- **Set of tasks**
1 – Extract the passage of the phase refinement text between "Refinement of this set" and "the correct sign.", inclusive.
2 – List each figure panel that the phase refinement text cites, once each, in order of first mention.

- **Document extract**
The phases from this 420-subunit model were combined with the observed data to 30 Å using the weighting scheme described later. One section of the resultant noisy map is shown in Fig. 4(b). The R factor between the model and observed amplitudes was 59%, which is significantly worse than that of 50% between more reasonable models and the observed data.
Refinement of this phase set proceeded more slowly than the phases from the reasonable model. After 15 cycles the R factor between the observed and calculated structure factor amplitudes was 12.0%. An additional eight cycles of refinement were required before convergence (R = 9.6%) was attained. The overall r.m.s. phase change between the initial and final phases was 86°. One section of the refined map is shown in Fig. 4(c). This is indistinguishable from that obtained by refinement of the phases of the reasonable model (Fig. 2c). This similarity is also expressed by the small r.m.s. phase difference of 22° between the refined phase sets from the reasonable and 420-subunit models. It is clear that there is no sixfold character in the hexavalent unit.
The related refinement experiment in which the hexavalent capsomeres in the phasing model were built from five small cylinders of density was also performed. The initial R factor between the observed data and amplitudes from the 360-subunit model was 61%. Phases from this model also refined slowly, requiring 25 cycles of refinement before convergence was attained. The final R factor between the calculated and observed amplitudes was 10.0%. The final electron density map was indistinguishable from that obtained after refinement of phases from the 420-subunit model.
Refinement of phases from a rudimentary model
The rudimentary model consisted of 60 spherical morphological units 70 Å in diameter placed close to the location of the hexavalent axes of a T = 7d surface lattice. The centers of the spheres were placed 205 Å from the center of the particle. These spheres intersected a concentric shell of density extending from a radius of 180–200 Å. No density was placed on the 12 pentavalent locations. Although this model is rudimentary, the basic presumption that the particle has icosahedral symmetry is still maintained. The phases from the rudimentary model were combined with the observed amplitudes and used to calculate an electron density map. The initial R factor between the two sets of amplitudes was 65%. An illustration of the initial phase combination prior to averaging and solvent flattening is shown in Fig. 5(b). The map section corresponds to a plane perpendicular to the axis of a hexavalent unit 220 Å from the center of the virus capsid. The cross section of the unaveraged map shows that the initial combination is very noisy. Comparison of this initial map (Fig. 5b) with the same section from the phase model (Fig. 5a) clearly shows that the initial phases dominate the first density map.
Refinement of this set of phases proceeded far more slowly than those from the reasonable model described previously (Rayment, Baker, Caspar & Murakami, 1982). Whereas refinement in that case was essentially complete in 14 cycles refinement of the phases from the rudimentary model required 40 cycles of refinement before convergence was attained. The major reason for the slow convergence was the large number of centric reflections whose signs differed from the most consistent refined set. Strong centric reflections are resistant to sign changes. Consequently, it takes several cycles for a strong centric reflection with an incorrect sign to have its sign switched by its noncrystallographically related neighbors with the correct sign.

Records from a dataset
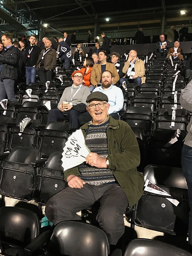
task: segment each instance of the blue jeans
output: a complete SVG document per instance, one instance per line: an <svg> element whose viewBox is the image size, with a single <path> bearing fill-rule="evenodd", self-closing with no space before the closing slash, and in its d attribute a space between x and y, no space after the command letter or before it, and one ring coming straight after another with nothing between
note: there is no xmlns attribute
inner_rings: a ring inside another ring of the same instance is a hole
<svg viewBox="0 0 192 256"><path fill-rule="evenodd" d="M37 69L34 67L26 67L26 84L28 85L31 83L35 83Z"/></svg>
<svg viewBox="0 0 192 256"><path fill-rule="evenodd" d="M188 187L190 209L189 216L188 242L192 245L192 148L185 144L181 151L181 166Z"/></svg>
<svg viewBox="0 0 192 256"><path fill-rule="evenodd" d="M137 85L140 86L141 85L141 78L138 76L135 79L128 79L126 77L122 77L119 79L119 83L122 84L125 81L127 84L132 84L134 83Z"/></svg>

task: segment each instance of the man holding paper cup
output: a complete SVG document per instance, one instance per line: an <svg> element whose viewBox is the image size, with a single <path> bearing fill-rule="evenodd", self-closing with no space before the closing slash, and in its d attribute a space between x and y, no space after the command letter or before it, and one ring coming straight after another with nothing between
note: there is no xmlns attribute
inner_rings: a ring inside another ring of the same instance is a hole
<svg viewBox="0 0 192 256"><path fill-rule="evenodd" d="M139 148L129 125L108 115L106 94L92 92L86 102L92 119L81 129L91 153L82 164L64 172L68 187L49 199L45 213L54 225L63 220L79 220L76 213L99 200L96 219L113 249L124 232L124 211L142 194L144 179L137 171Z"/></svg>
<svg viewBox="0 0 192 256"><path fill-rule="evenodd" d="M72 128L77 128L77 118L86 111L86 99L90 94L89 87L83 85L84 75L81 71L74 71L71 75L73 84L64 91L57 108L49 111L47 123L51 121L69 121Z"/></svg>
<svg viewBox="0 0 192 256"><path fill-rule="evenodd" d="M166 57L171 47L169 41L165 40L164 35L159 35L159 39L156 44L154 51L154 56L155 57L156 56L157 58Z"/></svg>
<svg viewBox="0 0 192 256"><path fill-rule="evenodd" d="M124 81L126 83L135 83L139 86L145 81L145 70L143 60L140 60L137 56L136 50L131 50L129 53L129 57L124 66L122 72L125 75L120 78L119 83L122 84Z"/></svg>
<svg viewBox="0 0 192 256"><path fill-rule="evenodd" d="M42 50L37 60L37 69L42 84L45 85L47 81L51 81L52 71L55 67L57 54L55 50L51 48L50 40L45 42L45 50Z"/></svg>

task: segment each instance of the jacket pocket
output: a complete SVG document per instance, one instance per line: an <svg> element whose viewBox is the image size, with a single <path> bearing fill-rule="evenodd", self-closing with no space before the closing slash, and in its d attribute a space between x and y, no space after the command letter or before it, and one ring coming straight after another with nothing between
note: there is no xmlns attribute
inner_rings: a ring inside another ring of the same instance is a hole
<svg viewBox="0 0 192 256"><path fill-rule="evenodd" d="M5 68L4 76L5 78L12 78L13 77L13 73L12 69Z"/></svg>

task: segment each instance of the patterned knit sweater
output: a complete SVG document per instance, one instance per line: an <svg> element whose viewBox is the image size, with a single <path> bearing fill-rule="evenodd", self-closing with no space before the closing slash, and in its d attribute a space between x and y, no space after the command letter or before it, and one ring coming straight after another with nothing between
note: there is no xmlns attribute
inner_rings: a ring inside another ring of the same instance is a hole
<svg viewBox="0 0 192 256"><path fill-rule="evenodd" d="M100 125L90 125L85 141L91 152L97 153L106 158L108 155L107 129L108 120ZM92 167L85 162L79 167L79 178L86 183L99 186L106 183L115 183L116 180L111 170L105 168Z"/></svg>

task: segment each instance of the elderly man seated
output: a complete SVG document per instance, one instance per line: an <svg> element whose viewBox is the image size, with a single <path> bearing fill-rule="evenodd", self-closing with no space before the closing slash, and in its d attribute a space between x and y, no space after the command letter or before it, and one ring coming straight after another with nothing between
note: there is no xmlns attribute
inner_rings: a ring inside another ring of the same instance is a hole
<svg viewBox="0 0 192 256"><path fill-rule="evenodd" d="M174 60L181 60L183 58L183 50L179 47L180 44L178 41L175 41L174 46L173 48L170 48L167 53L167 58L170 59L170 56L172 56Z"/></svg>
<svg viewBox="0 0 192 256"><path fill-rule="evenodd" d="M129 53L128 59L125 63L122 72L125 75L120 78L119 83L124 81L126 83L135 83L139 86L145 81L145 65L143 60L140 60L136 50L131 50Z"/></svg>

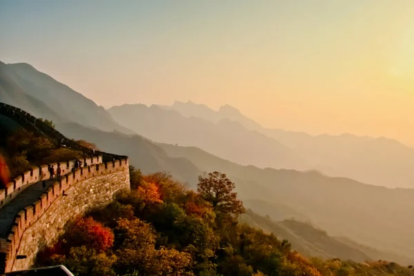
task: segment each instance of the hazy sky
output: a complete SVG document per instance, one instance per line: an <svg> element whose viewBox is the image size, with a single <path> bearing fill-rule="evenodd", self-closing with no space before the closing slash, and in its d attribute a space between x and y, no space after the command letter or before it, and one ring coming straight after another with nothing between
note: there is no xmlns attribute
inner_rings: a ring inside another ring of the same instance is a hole
<svg viewBox="0 0 414 276"><path fill-rule="evenodd" d="M0 0L0 60L99 105L229 103L414 145L413 0Z"/></svg>

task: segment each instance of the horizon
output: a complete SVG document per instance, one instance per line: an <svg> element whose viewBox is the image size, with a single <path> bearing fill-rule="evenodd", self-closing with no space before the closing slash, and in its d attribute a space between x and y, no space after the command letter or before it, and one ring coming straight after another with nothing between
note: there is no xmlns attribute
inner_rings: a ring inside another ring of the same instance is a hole
<svg viewBox="0 0 414 276"><path fill-rule="evenodd" d="M227 103L268 128L414 146L414 2L100 3L1 2L0 60L105 108Z"/></svg>

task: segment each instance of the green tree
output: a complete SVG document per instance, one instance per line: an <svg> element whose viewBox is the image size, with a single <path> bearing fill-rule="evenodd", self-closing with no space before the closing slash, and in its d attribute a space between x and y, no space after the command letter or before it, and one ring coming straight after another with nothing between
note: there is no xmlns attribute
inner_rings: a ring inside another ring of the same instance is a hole
<svg viewBox="0 0 414 276"><path fill-rule="evenodd" d="M246 212L243 202L234 192L235 185L226 175L219 172L199 176L197 192L213 206L216 213L237 216Z"/></svg>
<svg viewBox="0 0 414 276"><path fill-rule="evenodd" d="M43 119L43 118L39 118L39 119L40 121L43 121L43 123L45 123L46 124L47 124L48 126L49 126L50 127L55 128L55 124L53 124L53 121L48 120L47 119Z"/></svg>

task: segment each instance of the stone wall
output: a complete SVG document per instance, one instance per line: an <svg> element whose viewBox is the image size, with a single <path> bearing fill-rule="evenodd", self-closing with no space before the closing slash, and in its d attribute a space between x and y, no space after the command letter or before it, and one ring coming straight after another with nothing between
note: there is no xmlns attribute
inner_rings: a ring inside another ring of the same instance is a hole
<svg viewBox="0 0 414 276"><path fill-rule="evenodd" d="M6 247L5 272L29 268L39 249L56 241L68 221L109 204L121 189L129 189L128 159L82 168L55 182L19 213L6 244L0 241ZM17 255L27 258L16 259Z"/></svg>
<svg viewBox="0 0 414 276"><path fill-rule="evenodd" d="M102 156L81 158L80 160L82 161L83 164L86 164L88 166L99 164L102 163ZM24 172L13 179L12 181L8 183L6 185L6 188L0 189L0 209L30 185L43 179L48 179L50 176L49 168L54 167L56 173L58 164L60 164L62 170L61 175L65 175L74 167L75 160L43 165L32 168L30 170Z"/></svg>

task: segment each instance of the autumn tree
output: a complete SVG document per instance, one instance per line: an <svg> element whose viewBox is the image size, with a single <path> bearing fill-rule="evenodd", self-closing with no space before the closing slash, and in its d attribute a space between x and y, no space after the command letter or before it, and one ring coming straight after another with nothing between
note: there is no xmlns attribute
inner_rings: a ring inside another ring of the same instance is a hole
<svg viewBox="0 0 414 276"><path fill-rule="evenodd" d="M237 199L234 192L235 185L225 174L213 172L199 176L197 192L211 204L216 213L221 215L237 216L246 212L243 202Z"/></svg>
<svg viewBox="0 0 414 276"><path fill-rule="evenodd" d="M98 252L105 251L112 247L114 234L92 217L78 217L68 226L63 235L66 246L87 246Z"/></svg>
<svg viewBox="0 0 414 276"><path fill-rule="evenodd" d="M55 124L53 124L53 121L48 120L47 119L39 118L41 121L43 121L50 127L55 128Z"/></svg>

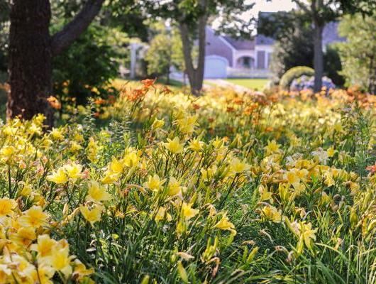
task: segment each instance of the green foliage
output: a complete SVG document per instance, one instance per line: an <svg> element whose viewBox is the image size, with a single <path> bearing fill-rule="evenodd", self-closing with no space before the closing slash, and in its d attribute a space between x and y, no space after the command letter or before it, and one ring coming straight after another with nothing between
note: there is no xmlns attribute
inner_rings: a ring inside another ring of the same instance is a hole
<svg viewBox="0 0 376 284"><path fill-rule="evenodd" d="M345 84L345 78L341 75L342 63L339 55L338 45L333 43L326 46L326 52L324 55L324 70L325 75L331 79L338 87Z"/></svg>
<svg viewBox="0 0 376 284"><path fill-rule="evenodd" d="M347 38L339 45L346 85L376 93L376 15L346 16L339 31Z"/></svg>
<svg viewBox="0 0 376 284"><path fill-rule="evenodd" d="M118 75L126 57L126 36L93 23L65 52L54 58L54 92L60 99L85 104L92 95L106 96L105 87ZM95 87L93 91L93 87Z"/></svg>
<svg viewBox="0 0 376 284"><path fill-rule="evenodd" d="M177 29L167 31L163 26L158 30L159 33L150 41L145 56L148 75L165 75L168 81L171 67L180 71L184 70L182 41Z"/></svg>
<svg viewBox="0 0 376 284"><path fill-rule="evenodd" d="M283 75L280 81L280 87L282 89L288 89L294 79L299 78L302 75L313 76L314 70L307 66L297 66L289 69Z"/></svg>

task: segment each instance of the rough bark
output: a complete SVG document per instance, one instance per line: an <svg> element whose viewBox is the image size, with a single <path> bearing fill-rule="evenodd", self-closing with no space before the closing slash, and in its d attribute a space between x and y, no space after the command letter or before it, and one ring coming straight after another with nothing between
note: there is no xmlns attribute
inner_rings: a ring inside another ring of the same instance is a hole
<svg viewBox="0 0 376 284"><path fill-rule="evenodd" d="M48 0L15 0L11 10L7 117L46 114L51 90Z"/></svg>
<svg viewBox="0 0 376 284"><path fill-rule="evenodd" d="M104 2L104 0L88 1L73 20L52 36L52 50L54 55L61 53L87 28L99 13Z"/></svg>
<svg viewBox="0 0 376 284"><path fill-rule="evenodd" d="M52 89L52 58L67 48L98 14L104 0L89 0L60 32L49 33L49 0L13 0L11 7L7 118L30 119L44 114L52 124L47 102Z"/></svg>
<svg viewBox="0 0 376 284"><path fill-rule="evenodd" d="M324 74L324 53L323 53L323 29L324 25L319 22L314 22L314 91L320 92L323 84Z"/></svg>

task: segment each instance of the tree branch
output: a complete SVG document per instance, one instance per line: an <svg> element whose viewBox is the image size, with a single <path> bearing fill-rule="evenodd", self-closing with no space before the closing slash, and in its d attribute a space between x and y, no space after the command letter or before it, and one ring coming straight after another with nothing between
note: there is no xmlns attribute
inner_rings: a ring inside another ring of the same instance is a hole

- **Solutions to the problems**
1 –
Refinement of this set of phases proceeded far more slowly than those from the reasonable model described previously (Rayment, Baker, Caspar & Murakami, 1982). Whereas refinement in that case was essentially complete in 14 cycles refinement of the phases from the rudimentary model required 40 cycles of refinement before convergence was attained. The major reason for the slow convergence was the large number of centric reflections whose signs differed from the most consistent refined set. Strong centric reflections are resistant to sign changes. Consequently, it takes several cycles for a strong centric reflection with an incorrect sign to have its sign switched by its noncrystallographically related neighbors with the correct sign.

2 –
Fig. 4(b)
Fig. 4(c)
Fig. 2c
Fig. 5(b)
Fig. 5a